##### PASSAGE #####

Coconut oil — Coconut oil uses include providing the brain with ketones, which serves as brain fuel instead of glucose. Some people have seen significant improvement to memory after adding coconut to their diet.
Foods to Avoid
Any food containing toxins or additives — These foods can possibly be neurotoxic.Be sure to especially avoid the “dirty dozen“: nonorganic fruits and vegetables that are coated with neurotoxic agricultural chemicals. Studies show people with higher levels of organochlorine pesticides in their blood, including DDE, a breakdown compound of DDT, face a higher risk of Alzheimer’s disease. (15, 16) It’s also best to avoid any processed foods.
Alcohol — Alcohol is a toxin and can cause brain cells to die faster than normal. In fact, there is such a thing as “alcohol-related dementia.” Research shows that the frontal lobes of people diagnosed with alcoholism appear particularly susceptible to damage, with evidence of markedly decreased neuron density, volume shrinkage, and altered glucose metabolism and perfusion. (17)

#####

WORK TASK: Copy the text on foods and the brain from "Alcohol — Alcohol" up to and including "and perfusion. (17)", word for word.

##### ENTRIES SUPPLIED #####

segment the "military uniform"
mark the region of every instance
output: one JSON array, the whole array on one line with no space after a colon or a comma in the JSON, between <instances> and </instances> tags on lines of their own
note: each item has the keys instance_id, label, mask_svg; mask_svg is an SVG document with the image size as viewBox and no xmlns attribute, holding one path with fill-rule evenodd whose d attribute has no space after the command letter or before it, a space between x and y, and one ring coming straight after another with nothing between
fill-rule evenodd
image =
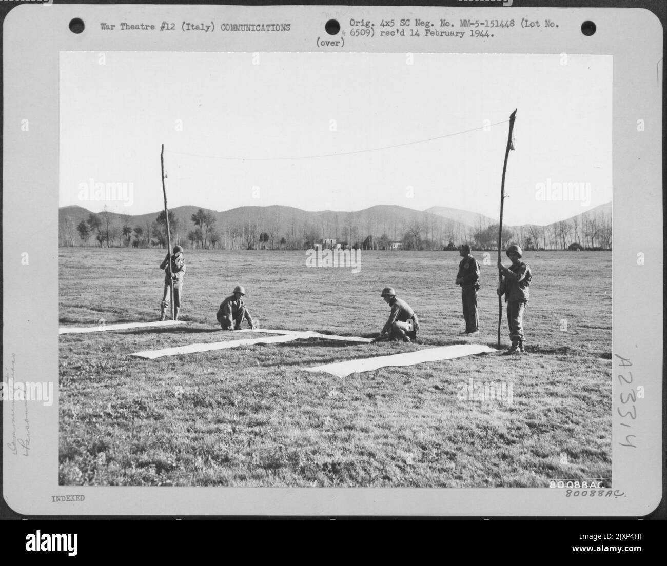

#####

ANSWER SPACE:
Alcohol — Alcohol is a toxin and can cause brain cells to die faster than normal. In fact, there is such a thing as “alcohol-related dementia.” Research shows that the frontal lobes of people diagnosed with alcoholism appear particularly susceptible to damage, with evidence of markedly decreased neuron density, volume shrinkage, and altered glucose metabolism and perfusion. (17)